> [What to work on]
- A) List every place name that appears in the news article about the Steubenville case.
- B) In the news article about the Steubenville case, in which month will the grand jury convened by Mike DeWine meet?
- C) Translate this sentence from the news article about the Steubenville case into Spanish: "Both could remain in juvenile detention until they turn 21."

Steubenville's troubling question: Is rape just a part of 'hook-up culture'?
Ohio Attorney General Mike DeWine has said the Steubenville case shows 'an unbelievable casualness about rape and about sex.' Others agree, and say something needs to be done.
Chicago — The rape of a teenage girl at a series of parties in Steubenville, Ohio, last August – and the vindictive attacks against her on social media that followed – are raising troubling questions about whether too many of today’s youth are so desensitized to sex and sexual imagery that rape is becoming an accepted part of a “hook-up culture.”
On Sunday, two high school football players were found guilty of rape and disseminating a nude photo of a minor. Both could remain in juvenile detention until they turn 21. The next day, two Steubenville girls were arrested for threatening the victim over Twitter.
But Ohio Attorney General Mike DeWine is pressing further, saying that the case is emblematic of a wider cultural problem. Earlier this week, he announced he was convening a grand jury in April to investigate whether additional charges should be filed in the case. And on Wednesday, he announced an initiative to ensure that every Ohio county offers comprehensive services for rape victims.

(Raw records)
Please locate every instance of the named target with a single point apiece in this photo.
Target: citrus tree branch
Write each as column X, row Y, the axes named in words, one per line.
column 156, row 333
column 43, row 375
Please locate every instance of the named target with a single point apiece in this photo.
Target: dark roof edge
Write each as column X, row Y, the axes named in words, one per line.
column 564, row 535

> [Answers for the exercise]
- A) Steubenville, Ohio, Chicago

- B) April

- C) Ambos podrían permanecer en un centro de detención juvenil hasta que cumplan 21 años.